▸ **Estratto fornito**:
5. Nel caso di specie il provvedimento del Tribunale di Caltanissetta è del 3.3.2015 mentre la Corte di Appello aveva deciso sull'appello con decreto del 23.10.2015; la sentenza del GIP di Caltanissetta, invocata dalla difesa, era stata resa in data 31.10.2010 ed è menzionata nel ricorso per cassazione (oltre che nella requisitoria del PG) che è stato definito con sentenza della 6^ Sezione del 19.7.2016 n. 32749; tale sentenza, peraltro, è stata oggetto anche di un ricorso straordinario ex art. 625bis c.p.p. in cui l'argomento principale era stato proprio l'errore percettivo in cui sarebbe caduta la 6^ Sezione nell'affermare che la sentenza del GIP di Caltanissetta non era menzionata nel decreto impugnato laddove, secondo la difesa, essa era stata regolarmente inserita nel fascicolo processuale sino dall'1.9.2010; il ricorso ex art. 625bis c.p.p. sarebbe stato deciso con sentenza del 31/3/2017 sull'assorbente rilievo della inammissibilità del rimedio alle decisioni della S.C. adottate in materia di prevenzione.

▸ **Voci memorizzate**:
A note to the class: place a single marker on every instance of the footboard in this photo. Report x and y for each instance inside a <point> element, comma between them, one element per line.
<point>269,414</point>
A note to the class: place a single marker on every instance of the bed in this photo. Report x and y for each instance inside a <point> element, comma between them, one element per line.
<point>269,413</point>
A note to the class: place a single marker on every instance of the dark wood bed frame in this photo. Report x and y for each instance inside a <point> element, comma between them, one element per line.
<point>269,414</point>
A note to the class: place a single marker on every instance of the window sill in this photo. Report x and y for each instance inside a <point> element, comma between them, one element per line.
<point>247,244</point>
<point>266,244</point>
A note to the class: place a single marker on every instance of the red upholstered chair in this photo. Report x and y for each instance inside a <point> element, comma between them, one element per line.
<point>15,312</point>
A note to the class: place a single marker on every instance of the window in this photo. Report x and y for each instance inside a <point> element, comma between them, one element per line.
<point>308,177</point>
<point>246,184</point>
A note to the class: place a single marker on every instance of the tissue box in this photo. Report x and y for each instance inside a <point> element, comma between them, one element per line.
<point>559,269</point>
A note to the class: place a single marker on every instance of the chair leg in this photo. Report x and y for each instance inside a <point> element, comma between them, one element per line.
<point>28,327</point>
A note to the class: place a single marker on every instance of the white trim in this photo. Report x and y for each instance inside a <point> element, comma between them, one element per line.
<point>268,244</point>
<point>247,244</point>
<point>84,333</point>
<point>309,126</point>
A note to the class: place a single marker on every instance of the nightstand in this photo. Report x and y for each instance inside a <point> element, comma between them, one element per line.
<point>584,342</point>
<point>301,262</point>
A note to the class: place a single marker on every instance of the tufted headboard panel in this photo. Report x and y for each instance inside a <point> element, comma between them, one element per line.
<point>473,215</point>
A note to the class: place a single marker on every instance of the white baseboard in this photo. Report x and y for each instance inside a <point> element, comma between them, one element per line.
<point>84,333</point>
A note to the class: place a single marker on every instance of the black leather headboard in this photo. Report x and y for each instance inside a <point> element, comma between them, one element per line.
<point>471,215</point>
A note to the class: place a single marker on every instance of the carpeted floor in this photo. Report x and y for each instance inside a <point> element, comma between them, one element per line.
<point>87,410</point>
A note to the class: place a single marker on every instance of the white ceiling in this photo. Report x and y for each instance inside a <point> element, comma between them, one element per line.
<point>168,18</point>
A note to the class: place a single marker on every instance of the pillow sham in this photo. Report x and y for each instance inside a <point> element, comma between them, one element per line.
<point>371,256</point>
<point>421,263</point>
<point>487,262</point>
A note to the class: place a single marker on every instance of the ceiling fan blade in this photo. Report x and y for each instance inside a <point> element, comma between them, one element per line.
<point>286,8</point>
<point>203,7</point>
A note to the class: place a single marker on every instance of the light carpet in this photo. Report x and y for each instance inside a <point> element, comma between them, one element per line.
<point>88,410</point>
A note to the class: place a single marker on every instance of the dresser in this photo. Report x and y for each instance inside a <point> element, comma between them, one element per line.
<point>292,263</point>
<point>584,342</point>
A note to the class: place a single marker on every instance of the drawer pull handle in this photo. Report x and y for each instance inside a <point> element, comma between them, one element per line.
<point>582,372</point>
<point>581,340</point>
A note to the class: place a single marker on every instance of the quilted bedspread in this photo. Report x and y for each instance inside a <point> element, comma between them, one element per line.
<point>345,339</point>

▸ **Esercizio assegnato 1**:
In base all'estratto fornito, in che cosa consisteva l'errore percettivo che la difesa attribuiva alla 6^ Sezione? Rispondi in una, due o tre frasi.
▸ **Esercizio assegnato 2**:
Riscrivi le voci dalla riga che contiene "the red upholstered" fino alla riga che contiene "<point>87,410</point>", entrambe comprese. Sostituisci "A note to the class" con "A note to the students" e lascia invariato tutto il resto.
Le voci non hanno alcun legame con l'estratto.

▸ **Soluzione dell'esercizio 1**:
La 6^ Sezione aveva affermato che la sentenza del GIP di Caltanissetta non era menzionata nel decreto impugnato. Secondo la difesa, invece, quella sentenza era stata regolarmente inserita nel fascicolo processuale sin dall'1.9.2010.

▸ **Soluzione dell'esercizio 2**:
A note to the students: place a single marker on every instance of the red upholstered chair in this photo. Report x and y for each instance inside a <point> element, comma between them, one element per line.
<point>15,312</point>
A note to the students: place a single marker on every instance of the window in this photo. Report x and y for each instance inside a <point> element, comma between them, one element per line.
<point>308,177</point>
<point>246,184</point>
A note to the students: place a single marker on every instance of the tissue box in this photo. Report x and y for each instance inside a <point> element, comma between them, one element per line.
<point>559,269</point>
A note to the students: place a single marker on every instance of the chair leg in this photo. Report x and y for each instance inside a <point> element, comma between them, one element per line.
<point>28,327</point>
A note to the students: place a single marker on every instance of the white trim in this photo. Report x and y for each instance inside a <point> element, comma between them, one element per line.
<point>268,244</point>
<point>247,244</point>
<point>84,333</point>
<point>309,126</point>
A note to the students: place a single marker on every instance of the nightstand in this photo. Report x and y for each instance inside a <point> element, comma between them, one element per line.
<point>584,342</point>
<point>301,262</point>
A note to the students: place a single marker on every instance of the tufted headboard panel in this photo. Report x and y for each instance inside a <point> element, comma between them, one element per line.
<point>473,215</point>
A note to the students: place a single marker on every instance of the white baseboard in this photo. Report x and y for each instance inside a <point> element, comma between them, one element per line.
<point>84,333</point>
A note to the students: place a single marker on every instance of the black leather headboard in this photo. Report x and y for each instance inside a <point> element, comma between them, one element per line.
<point>471,215</point>
A note to the students: place a single marker on every instance of the carpeted floor in this photo. Report x and y for each instance inside a <point> element, comma between them, one element per line.
<point>87,410</point>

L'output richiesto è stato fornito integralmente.